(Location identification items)
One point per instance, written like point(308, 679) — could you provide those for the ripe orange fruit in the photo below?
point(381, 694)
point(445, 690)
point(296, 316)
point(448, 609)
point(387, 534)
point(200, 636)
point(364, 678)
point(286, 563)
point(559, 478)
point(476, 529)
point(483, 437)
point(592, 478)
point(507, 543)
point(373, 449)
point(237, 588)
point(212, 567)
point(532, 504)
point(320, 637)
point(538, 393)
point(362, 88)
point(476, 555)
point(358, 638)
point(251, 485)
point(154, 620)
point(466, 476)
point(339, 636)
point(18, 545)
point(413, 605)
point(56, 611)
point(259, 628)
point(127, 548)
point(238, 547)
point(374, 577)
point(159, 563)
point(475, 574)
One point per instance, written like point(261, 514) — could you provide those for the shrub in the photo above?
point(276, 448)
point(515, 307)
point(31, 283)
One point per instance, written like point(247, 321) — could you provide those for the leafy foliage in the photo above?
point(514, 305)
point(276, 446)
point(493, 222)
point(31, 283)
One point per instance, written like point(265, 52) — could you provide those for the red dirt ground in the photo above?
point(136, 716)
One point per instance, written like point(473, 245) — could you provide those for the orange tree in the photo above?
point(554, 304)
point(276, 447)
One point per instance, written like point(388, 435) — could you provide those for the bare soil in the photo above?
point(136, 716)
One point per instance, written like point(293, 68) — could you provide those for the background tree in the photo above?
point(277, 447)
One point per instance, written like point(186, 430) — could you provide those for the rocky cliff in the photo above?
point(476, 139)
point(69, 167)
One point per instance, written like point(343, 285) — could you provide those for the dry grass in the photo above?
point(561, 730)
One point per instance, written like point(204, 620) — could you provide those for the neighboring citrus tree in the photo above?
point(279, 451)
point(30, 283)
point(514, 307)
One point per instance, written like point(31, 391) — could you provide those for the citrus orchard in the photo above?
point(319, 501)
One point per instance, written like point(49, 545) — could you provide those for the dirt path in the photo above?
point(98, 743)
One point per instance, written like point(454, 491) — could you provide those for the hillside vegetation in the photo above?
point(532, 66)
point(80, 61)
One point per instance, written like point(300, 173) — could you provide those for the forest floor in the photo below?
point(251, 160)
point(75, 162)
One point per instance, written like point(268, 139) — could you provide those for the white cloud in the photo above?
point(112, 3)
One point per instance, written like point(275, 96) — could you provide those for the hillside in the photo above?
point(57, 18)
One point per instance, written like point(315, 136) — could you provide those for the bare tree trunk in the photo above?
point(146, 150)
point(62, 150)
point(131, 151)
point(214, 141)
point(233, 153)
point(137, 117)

-- TASK PROMPT --
Reproduce the items from the beginning through the line containing "point(319, 501)", replacing every "instance" with "object" and leaving everything else unchanged.

-- WRITTEN SOLUTION --
One point per object, written like point(308, 679) — could you provide those for the ripe orange fruit in the photo below?
point(381, 694)
point(445, 690)
point(296, 316)
point(448, 609)
point(387, 534)
point(200, 636)
point(364, 678)
point(286, 563)
point(559, 478)
point(476, 529)
point(483, 437)
point(592, 478)
point(507, 543)
point(373, 449)
point(237, 588)
point(212, 567)
point(532, 504)
point(320, 637)
point(538, 393)
point(362, 88)
point(476, 555)
point(358, 638)
point(251, 485)
point(154, 620)
point(466, 476)
point(339, 636)
point(18, 545)
point(413, 605)
point(56, 611)
point(259, 628)
point(127, 548)
point(238, 547)
point(374, 577)
point(159, 563)
point(475, 574)
One point per object, written like point(261, 514) — could you provide those for the shrub in the photo above?
point(276, 448)
point(515, 307)
point(31, 283)
One point per object, written like point(247, 321) — could you provide those for the leafy foliage in the photo above?
point(514, 305)
point(276, 446)
point(493, 222)
point(31, 283)
One point per object, written like point(265, 52) — could you provide those for the red dirt ground in the photo above?
point(136, 716)
One point per object, written like point(473, 245) — could you provide those for the orange tree in the photo above?
point(554, 304)
point(276, 447)
One point per object, written like point(388, 435) — could you provide those for the bare soil in the photo above?
point(136, 716)
One point per object, written like point(293, 68) — could you provide those for the background tree in the photo above?
point(277, 447)
One point per object, written like point(186, 430) — could you provide those for the rocky cliff in the photo above?
point(476, 139)
point(69, 167)
One point per object, written like point(343, 285) — could you provide those for the dry grass in the photo above?
point(561, 730)
One point per object, written like point(204, 620) — could you provide those for the neighboring citrus tree in the photo above?
point(279, 451)
point(30, 283)
point(514, 307)
One point per object, written like point(31, 391) — could you provide those for the citrus orchard in the photo above?
point(319, 501)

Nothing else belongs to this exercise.